▸ **Requirement**
Convert all of the records below into a numbered list, skipping blank lines and leaving out the pictures.

Records of labeled points
================
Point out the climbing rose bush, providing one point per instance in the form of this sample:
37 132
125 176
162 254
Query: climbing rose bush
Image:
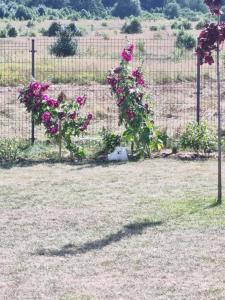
135 113
61 117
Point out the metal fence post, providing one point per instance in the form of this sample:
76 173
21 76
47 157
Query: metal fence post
198 89
33 75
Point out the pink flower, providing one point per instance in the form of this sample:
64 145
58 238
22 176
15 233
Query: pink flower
44 87
73 115
120 101
119 90
141 81
139 77
45 97
35 85
127 53
81 100
131 48
84 127
54 129
130 114
90 116
52 103
46 117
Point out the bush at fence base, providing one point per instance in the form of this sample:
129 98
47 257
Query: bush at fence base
61 117
198 137
134 111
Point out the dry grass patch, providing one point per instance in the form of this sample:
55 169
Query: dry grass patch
113 231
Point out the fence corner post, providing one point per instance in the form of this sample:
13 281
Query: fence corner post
33 51
198 89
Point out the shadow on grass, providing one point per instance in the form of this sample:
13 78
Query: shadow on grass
127 231
85 164
214 204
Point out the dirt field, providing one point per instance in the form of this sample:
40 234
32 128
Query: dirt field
121 231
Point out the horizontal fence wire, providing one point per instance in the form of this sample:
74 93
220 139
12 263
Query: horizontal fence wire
170 79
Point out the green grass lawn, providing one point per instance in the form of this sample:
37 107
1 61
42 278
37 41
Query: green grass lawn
141 230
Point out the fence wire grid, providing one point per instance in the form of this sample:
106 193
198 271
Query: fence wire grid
170 79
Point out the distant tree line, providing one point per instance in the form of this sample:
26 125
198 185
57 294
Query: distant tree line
27 9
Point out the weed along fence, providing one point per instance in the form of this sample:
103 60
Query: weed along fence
171 79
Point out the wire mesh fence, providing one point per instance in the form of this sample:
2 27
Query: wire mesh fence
170 79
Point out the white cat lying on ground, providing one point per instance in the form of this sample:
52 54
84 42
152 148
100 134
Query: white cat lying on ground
119 154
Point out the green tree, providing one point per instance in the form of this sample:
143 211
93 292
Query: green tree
23 13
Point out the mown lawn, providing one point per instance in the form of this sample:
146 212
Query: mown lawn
141 230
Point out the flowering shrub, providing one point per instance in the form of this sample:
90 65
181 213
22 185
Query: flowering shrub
134 112
61 117
214 6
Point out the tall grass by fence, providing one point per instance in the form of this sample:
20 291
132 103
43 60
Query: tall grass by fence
170 79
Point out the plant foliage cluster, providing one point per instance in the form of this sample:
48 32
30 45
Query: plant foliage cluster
135 113
61 117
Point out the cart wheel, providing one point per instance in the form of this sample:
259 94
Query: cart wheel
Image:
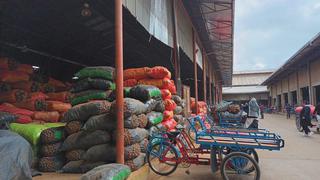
162 158
192 134
298 125
232 167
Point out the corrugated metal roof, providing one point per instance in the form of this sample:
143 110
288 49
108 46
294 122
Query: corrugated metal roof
246 79
244 89
309 51
214 21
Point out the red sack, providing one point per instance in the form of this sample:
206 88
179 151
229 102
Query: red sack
169 124
167 115
56 83
172 87
60 96
135 73
47 116
159 72
61 107
130 82
14 110
26 68
38 96
169 104
159 83
13 76
27 86
13 96
23 119
166 94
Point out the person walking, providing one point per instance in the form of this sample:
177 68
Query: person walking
317 113
262 111
254 112
288 110
305 120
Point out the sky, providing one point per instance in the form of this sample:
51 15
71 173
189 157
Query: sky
269 32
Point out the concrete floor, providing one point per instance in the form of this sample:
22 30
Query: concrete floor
298 160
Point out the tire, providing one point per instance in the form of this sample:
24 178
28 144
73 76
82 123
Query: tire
237 155
191 133
151 157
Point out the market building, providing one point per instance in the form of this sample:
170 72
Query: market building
246 84
297 81
193 40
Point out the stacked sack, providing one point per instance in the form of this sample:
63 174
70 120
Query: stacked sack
46 140
95 83
178 112
89 127
135 123
24 94
159 77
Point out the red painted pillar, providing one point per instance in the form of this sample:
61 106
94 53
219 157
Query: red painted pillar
195 69
119 80
204 76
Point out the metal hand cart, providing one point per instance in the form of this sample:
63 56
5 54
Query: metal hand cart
230 150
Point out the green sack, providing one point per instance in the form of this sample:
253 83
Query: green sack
108 172
90 95
144 92
89 83
103 72
32 132
154 118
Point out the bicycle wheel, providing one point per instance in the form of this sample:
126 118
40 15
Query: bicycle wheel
233 167
162 158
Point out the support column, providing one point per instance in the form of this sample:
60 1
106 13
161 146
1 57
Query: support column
195 69
119 80
176 54
204 76
311 100
298 89
210 83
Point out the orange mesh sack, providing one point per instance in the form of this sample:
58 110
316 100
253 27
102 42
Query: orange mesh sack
167 115
60 96
130 82
160 83
13 96
166 94
58 106
135 73
26 68
47 116
13 76
27 86
159 72
169 104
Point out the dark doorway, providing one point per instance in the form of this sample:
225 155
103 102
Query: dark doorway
294 97
305 95
279 102
286 98
317 94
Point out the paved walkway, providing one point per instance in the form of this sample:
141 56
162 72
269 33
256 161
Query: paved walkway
299 160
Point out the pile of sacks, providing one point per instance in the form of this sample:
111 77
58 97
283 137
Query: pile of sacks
159 77
94 83
28 97
46 140
89 127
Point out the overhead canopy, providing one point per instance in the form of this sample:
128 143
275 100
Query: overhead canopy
214 21
307 53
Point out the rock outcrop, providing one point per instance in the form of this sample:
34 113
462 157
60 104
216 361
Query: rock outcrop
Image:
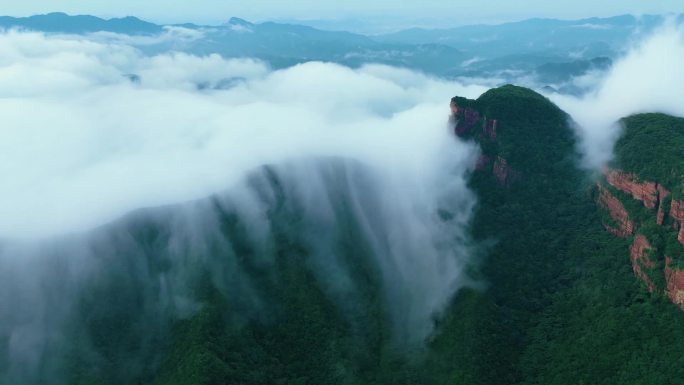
639 256
647 192
617 211
652 195
677 214
675 283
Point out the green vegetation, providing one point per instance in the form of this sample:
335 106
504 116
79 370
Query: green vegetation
652 147
558 305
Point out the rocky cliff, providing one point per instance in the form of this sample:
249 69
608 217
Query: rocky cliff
643 194
654 198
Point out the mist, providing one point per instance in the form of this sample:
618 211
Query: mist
647 78
101 143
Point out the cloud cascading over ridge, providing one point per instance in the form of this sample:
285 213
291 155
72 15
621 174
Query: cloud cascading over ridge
647 79
82 143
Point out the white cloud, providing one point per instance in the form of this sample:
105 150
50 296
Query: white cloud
82 144
649 78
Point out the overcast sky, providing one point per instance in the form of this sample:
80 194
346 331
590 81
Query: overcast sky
404 13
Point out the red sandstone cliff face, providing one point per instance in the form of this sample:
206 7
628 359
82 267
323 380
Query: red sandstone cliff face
504 174
677 213
675 283
638 253
652 195
646 192
617 212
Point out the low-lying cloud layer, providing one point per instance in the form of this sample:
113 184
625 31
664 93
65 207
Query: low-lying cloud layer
93 130
649 78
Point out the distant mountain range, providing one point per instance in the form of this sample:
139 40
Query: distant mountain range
542 51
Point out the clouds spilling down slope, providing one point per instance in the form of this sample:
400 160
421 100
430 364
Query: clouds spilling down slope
92 131
647 79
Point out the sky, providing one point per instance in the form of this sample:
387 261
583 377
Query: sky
389 13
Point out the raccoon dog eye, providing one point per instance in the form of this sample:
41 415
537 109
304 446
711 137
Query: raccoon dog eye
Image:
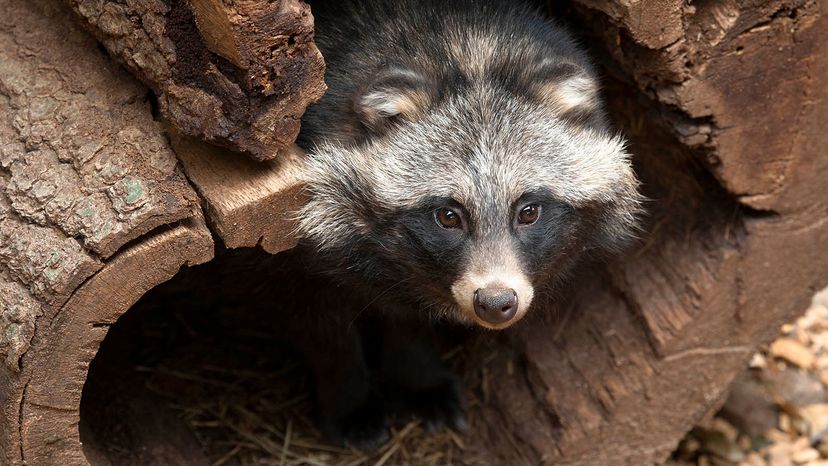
447 218
529 214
================
▸ **Complete answer**
1. Point out the climbing rose bush, providing one point per instance in the form of this sample:
2. 37 132
3. 125 176
4. 162 254
5. Query: climbing rose bush
6. Image:
7. 135 113
8. 61 117
9. Point out the metal fence post, providing one point per instance in the form of this sample:
10. 76 173
11. 21 76
12. 47 157
13. Query: metal fence post
14. 198 89
15. 33 75
16. Point out the pink flower, providing one point per instance in the form of this sample:
17. 64 145
18. 58 238
19. 22 176
20. 15 233
21. Query: pink flower
22. 44 87
23. 73 115
24. 120 101
25. 119 90
26. 141 81
27. 139 77
28. 45 97
29. 35 85
30. 127 53
31. 81 100
32. 131 48
33. 84 127
34. 54 129
35. 130 114
36. 90 116
37. 52 103
38. 46 117
39. Point out the bush at fence base, providing one point per instance in the form of this sample:
40. 129 98
41. 47 257
42. Query: bush at fence base
43. 61 117
44. 198 137
45. 134 111
46. Point out the dry grass patch, providing one point per instance in the form of this sample:
47. 55 169
48. Query: dry grass patch
49. 113 231
50. Point out the fence corner post, providing one point per instance in the form of this sample:
51. 13 281
52. Query: fence corner post
53. 33 51
54. 198 89
55. Point out the shadow on grass, providing one point per instance in the form of this sample:
56. 13 78
57. Query: shadow on grass
58. 127 231
59. 85 164
60. 214 204
61. Point out the dirt field, providing one point per instance in the form of this sample:
62. 40 234
63. 32 128
64. Query: dirt field
65. 121 231
66. Point out the horizontal fence wire, providing one point per instance in the form of this sample:
67. 74 93
68. 220 139
69. 12 263
70. Query: horizontal fence wire
71. 170 79
72. Point out the green grass lawn, providing one point per instance in the form of this sample:
73. 37 107
74. 1 61
75. 42 278
76. 37 41
77. Query: green grass lawn
78. 141 230
79. Point out the fence wire grid, providing one point per instance in the form of this sample:
80. 106 193
81. 198 271
82. Query: fence wire grid
83. 170 79
84. Point out the distant tree line, providing one point per instance in the form of this sample:
85. 26 125
86. 198 185
87. 57 294
88. Query: distant tree line
89. 27 9
90. Point out the weed along fence, providing one point per instance in the form of this sample:
91. 103 60
92. Query: weed along fence
93. 171 79
94. Point out the wire mesh fence, providing one point per instance in the form of this sample:
95. 2 27
96. Query: wire mesh fence
97. 170 79
98. Point out the white cat lying on ground, providing one point per instance in the form of this sample:
99. 52 54
100. 84 42
101. 152 148
102. 100 134
103. Query: white cat lying on ground
104. 119 154
105. Point out the green tree, providing one point per instance in the form of this sample:
106. 143 211
107. 93 292
108. Query: green tree
109. 23 13
110. Point out the mown lawn, providing one point per instance in the form of this sample:
111. 146 212
112. Query: mown lawn
113. 141 230
114. Point out the flowering shrub, providing one point per instance in the form of this sample:
115. 90 65
116. 181 213
117. 22 185
118. Query: flowering shrub
119. 134 112
120. 61 117
121. 214 6
122. Point out the tall grass by fence, providing one point per instance in the form of this sample:
123. 20 291
124. 132 103
125. 43 60
126. Query: tall grass by fence
127. 170 79
128. Point out the plant foliage cluster, providing one point per instance in the form of this sample:
129. 48 32
130. 30 45
131. Query: plant foliage cluster
132. 135 113
133. 61 117
134. Point out the cart wheel, providing one point per instance in the form of this sample:
135. 259 94
136. Query: cart wheel
137. Image:
138. 162 158
139. 192 134
140. 298 125
141. 232 167
142. Point out the corrugated metal roof, providing one point per instance in the form of this sample:
143. 143 110
144. 288 49
145. 108 46
146. 294 122
147. Query: corrugated metal roof
148. 246 79
149. 244 89
150. 309 51
151. 214 21
152. Point out the red sack, providing one point per instance in the form of this sample:
153. 206 88
154. 179 151
155. 229 102
156. Query: red sack
157. 169 124
158. 167 115
159. 56 83
160. 172 87
161. 60 96
162. 135 73
163. 47 116
164. 159 72
165. 61 107
166. 130 82
167. 14 110
168. 26 68
169. 38 96
170. 169 104
171. 159 83
172. 13 76
173. 27 86
174. 13 96
175. 23 119
176. 166 94
177. Point out the person walking, providing one point per instance in the form of this sample:
178. 177 68
179. Query: person walking
180. 317 113
181. 262 111
182. 254 112
183. 288 110
184. 305 120
185. Point out the sky, providing one point per instance in the form of this sample:
186. 51 15
187. 71 173
188. 189 157
189. Query: sky
190. 269 32
191. Point out the concrete floor, providing one point per instance in the form of this sample:
192. 22 30
193. Query: concrete floor
194. 298 160
195. Point out the tire, providing one point per instance in the form of this sample:
196. 24 178
197. 28 144
198. 73 76
199. 82 123
200. Query: tire
201. 237 155
202. 191 133
203. 151 157
204. Point out the market building, providing one point per instance in the form of this sample:
205. 170 72
206. Query: market building
207. 246 84
208. 297 81
209. 193 40
210. Point out the stacked sack, providing one point per instance in the form of this sample:
211. 63 174
212. 70 120
213. Query: stacked sack
214. 46 140
215. 95 83
216. 178 112
217. 89 127
218. 135 123
219. 24 94
220. 159 77
221. Point out the red painted pillar, providing one point per instance in the form of this sample:
222. 61 106
223. 94 53
224. 219 157
225. Query: red painted pillar
226. 195 69
227. 119 80
228. 204 76
229. Point out the metal hand cart, providing one point per instance in the form of this sample:
230. 63 56
231. 5 54
232. Query: metal hand cart
233. 230 150
234. Point out the green sack, providing one point per instance in the form of this sample:
235. 253 83
236. Query: green sack
237. 108 172
238. 90 95
239. 144 92
240. 89 83
241. 103 72
242. 32 132
243. 154 118
244. Point out the bicycle wheel, providing one point per instance in the form of this sample:
245. 126 118
246. 40 15
247. Query: bicycle wheel
248. 233 167
249. 162 158
250. Point out the support column, providing one point per instance in the form of this sample:
251. 60 1
252. 106 13
253. 161 146
254. 1 57
255. Query: support column
256. 195 69
257. 119 80
258. 176 54
259. 204 76
260. 311 100
261. 298 89
262. 210 83
263. Point out the orange mesh sack, providing one point per instance in the form of this sample:
264. 58 110
265. 316 100
266. 253 27
267. 102 42
268. Query: orange mesh sack
269. 167 115
270. 60 96
271. 130 82
272. 160 83
273. 13 96
274. 166 94
275. 58 106
276. 135 73
277. 26 68
278. 47 116
279. 13 76
280. 27 86
281. 159 72
282. 169 104
283. Point out the dark doorway, providing one point per instance in the form of this sample:
284. 225 155
285. 103 102
286. Query: dark doorway
287. 294 97
288. 305 95
289. 279 102
290. 286 98
291. 317 94
292. Point out the paved walkway, providing one point per instance in the form of this sample:
293. 141 56
294. 162 72
295. 269 33
296. 256 161
297. Query: paved walkway
298. 299 160
299. Point out the pile of sacks, providing one point per instance in the form of this sample:
300. 111 77
301. 58 97
302. 283 137
303. Query: pile of sacks
304. 159 77
305. 94 83
306. 28 97
307. 46 140
308. 89 127
309. Point out the overhead canopy, providing one point per instance in the form of this sample:
310. 128 143
311. 275 100
312. Query: overhead canopy
313. 214 21
314. 307 53
315. Point out the rock outcrop, providing one point per instance in the form of this sample:
316. 34 113
317. 462 157
318. 60 104
319. 216 361
320. Query: rock outcrop
321. Image:
322. 639 256
323. 647 192
324. 617 211
325. 652 195
326. 677 214
327. 675 283
328. Point out the green vegetation, providing one point per instance in the form of this sample:
329. 335 106
330. 504 116
331. 79 370
332. Query: green vegetation
333. 652 147
334. 558 305
335. Point out the rocky cliff, providing one point per instance in the form of this sample:
336. 249 69
337. 608 217
338. Query: rocky cliff
339. 643 194
340. 654 198
341. Point out the mist, providing one point per instance in the form of this sample:
342. 618 211
343. Query: mist
344. 647 78
345. 101 143
346. Point out the cloud cascading over ridge, providing one point per instance in the form of this sample:
347. 285 213
348. 291 155
349. 72 15
350. 621 174
351. Query: cloud cascading over ridge
352. 647 79
353. 82 143
354. Point out the white cloud, providing one point per instance in the form of this sample:
355. 105 150
356. 50 296
357. Query: white cloud
358. 82 144
359. 649 78
360. Point out the overcast sky, providing one point per instance in the form of this sample:
361. 80 194
362. 346 331
363. 590 81
364. Query: overcast sky
365. 404 13
366. Point out the red sandstone cliff face, providing one point per instance in the form of this sample:
367. 206 7
368. 628 359
369. 82 267
370. 323 380
371. Query: red sandstone cliff face
372. 504 174
373. 677 213
374. 675 283
375. 638 253
376. 652 195
377. 646 192
378. 617 212
379. Point out the low-lying cloud layer, providing one point per instance in the form of this sample:
380. 113 184
381. 625 31
382. 664 93
383. 65 207
384. Query: low-lying cloud layer
385. 93 130
386. 649 78
387. Point out the distant mountain range, providing one point per instance in the form of this sample:
388. 139 40
389. Query: distant mountain range
390. 542 51
391. Point out the clouds spilling down slope, providing one point per instance in the form of this sample:
392. 400 160
393. 421 100
394. 430 364
395. Query: clouds spilling down slope
396. 92 131
397. 647 79
398. Point out the sky, providing one point per instance in the form of this sample:
399. 387 261
400. 583 377
401. Query: sky
402. 389 13
403. Point out the raccoon dog eye, providing one point per instance in the form of this sample:
404. 41 415
405. 537 109
406. 304 446
407. 711 137
408. Query: raccoon dog eye
409. Image:
410. 447 218
411. 529 214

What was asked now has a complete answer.